Reproduce each of the following items word for word, leaving out the pictures.

== Listed entries ==

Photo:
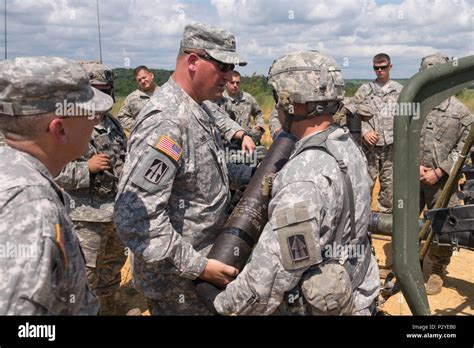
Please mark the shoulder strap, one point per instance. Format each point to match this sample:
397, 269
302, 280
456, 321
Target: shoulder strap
348, 201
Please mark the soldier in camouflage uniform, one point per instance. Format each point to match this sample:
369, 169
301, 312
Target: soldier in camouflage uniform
309, 213
241, 106
174, 190
377, 134
47, 112
92, 181
444, 132
136, 100
274, 123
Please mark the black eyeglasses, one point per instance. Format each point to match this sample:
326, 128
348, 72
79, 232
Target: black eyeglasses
223, 67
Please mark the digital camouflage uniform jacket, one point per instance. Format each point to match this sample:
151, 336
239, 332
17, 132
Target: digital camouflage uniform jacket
383, 98
174, 189
444, 132
311, 182
131, 107
241, 108
42, 270
94, 194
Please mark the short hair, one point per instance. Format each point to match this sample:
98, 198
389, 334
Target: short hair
236, 73
25, 127
140, 68
381, 57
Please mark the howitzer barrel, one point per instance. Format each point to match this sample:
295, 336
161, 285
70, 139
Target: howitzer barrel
354, 124
244, 226
246, 223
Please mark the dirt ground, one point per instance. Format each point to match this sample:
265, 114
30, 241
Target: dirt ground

===

Result of the task:
Photo:
Please mark the shoulder strap, one point per instance. Format each point to match this sample:
397, 269
302, 280
456, 321
Target: shoulder strap
348, 201
Please mark the soldier in camouflage uniform, one point per instance. Format each point to match this sample:
369, 169
301, 312
Target: soldier in camouflage uniform
309, 213
241, 106
174, 190
377, 134
47, 112
92, 181
444, 132
136, 100
274, 123
Please mark the black eyeglasses, one point per instance. Format each point to match this sample:
326, 128
348, 72
79, 232
Target: black eyeglasses
223, 67
Please mark the digital camouflage uniform jacket, one point per instance. Format each point to match this sample:
151, 336
239, 332
17, 132
Target: digital camouflage uniform jacket
383, 98
174, 189
444, 132
311, 182
131, 107
241, 108
42, 270
94, 194
Please mark the short hair, one point per instance. Format each point to match this sample:
98, 198
389, 334
Target: short hair
236, 73
25, 127
140, 68
381, 57
Please mark the howitzer barrel, one point per instance. Format each point to match this sample:
295, 336
161, 285
70, 139
Target: howitzer barrel
354, 124
244, 226
246, 223
Please mark the dirt ground, one point per instance. Format each point to match this sample:
265, 114
30, 241
Target: dirt ground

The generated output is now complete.